- [Quoted text]
□ □ □ □
So what’s your strategy if you lose you site and how long could you operate at what capacity from that position?

It’s tempting to plan for a “call the customer and muddle through” approach because that seems the cheapest and simplest option – but what of the impact on your firm’s brand and reputation?  Can you still carry out business development in parallel with “priority services only, run from my dining room table or the local Costa Coffee”?

The bigger your business is the more complex the task becomes and when you are a government department the problems get bigger.  The Lyons Review requires any new lease or freehold contract to have prior approval by the Treasury.  Try fast-tracking that one when the site burns down!

Even if you find a suitable site, the contractual work can take months.

Alternatively, providers like Sunguard, Regus and Community Resilience can put arrangements in place to reduce the delay but then you have to convince shareholders and the board that the overhead is justified.  In a recession that’s akin to asking for more money to upgrade the snowplough during this hot spell when everyone has already forgotten what it was like in February.
□ □ □ □
- [Task input]
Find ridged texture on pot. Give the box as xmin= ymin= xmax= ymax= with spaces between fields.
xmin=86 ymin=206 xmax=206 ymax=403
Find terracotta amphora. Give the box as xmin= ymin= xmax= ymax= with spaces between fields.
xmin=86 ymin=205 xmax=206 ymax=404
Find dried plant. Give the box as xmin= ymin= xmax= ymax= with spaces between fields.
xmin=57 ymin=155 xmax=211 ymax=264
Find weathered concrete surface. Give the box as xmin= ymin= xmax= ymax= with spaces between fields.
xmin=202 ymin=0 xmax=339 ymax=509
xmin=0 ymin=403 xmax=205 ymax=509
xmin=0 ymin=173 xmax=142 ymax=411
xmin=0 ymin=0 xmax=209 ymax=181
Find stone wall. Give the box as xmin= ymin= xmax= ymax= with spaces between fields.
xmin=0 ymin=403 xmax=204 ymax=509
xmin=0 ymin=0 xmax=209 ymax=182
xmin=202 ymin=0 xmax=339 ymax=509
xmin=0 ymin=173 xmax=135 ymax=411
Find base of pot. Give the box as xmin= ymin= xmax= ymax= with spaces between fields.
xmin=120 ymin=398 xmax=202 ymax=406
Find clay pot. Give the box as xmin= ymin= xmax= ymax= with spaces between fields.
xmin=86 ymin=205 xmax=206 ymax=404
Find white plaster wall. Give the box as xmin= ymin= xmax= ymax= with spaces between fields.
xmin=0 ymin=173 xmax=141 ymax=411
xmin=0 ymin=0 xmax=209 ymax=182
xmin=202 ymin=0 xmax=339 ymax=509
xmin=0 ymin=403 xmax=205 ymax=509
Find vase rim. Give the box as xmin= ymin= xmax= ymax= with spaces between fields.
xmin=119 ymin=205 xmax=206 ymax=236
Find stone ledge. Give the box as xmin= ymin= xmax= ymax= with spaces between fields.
□ □ □ □
- [Problems to work on]
A. According to the text about losing a business site, what does the Lyons Review require of any new lease or freehold contract?
B. In the records, print the lines from the one containing "Find dried plant." through the one containing "xmin=0 ymin=0 xmax=209 ymax=181", including both of those lines.

- [Responses]
A. It must have prior approval by the Treasury.

B.
Find dried plant. Give the box as xmin= ymin= xmax= ymax= with spaces between fields.
xmin=57 ymin=155 xmax=211 ymax=264
Find weathered concrete surface. Give the box as xmin= ymin= xmax= ymax= with spaces between fields.
xmin=202 ymin=0 xmax=339 ymax=509
xmin=0 ymin=403 xmax=205 ymax=509
xmin=0 ymin=173 xmax=142 ymax=411
xmin=0 ymin=0 xmax=209 ymax=181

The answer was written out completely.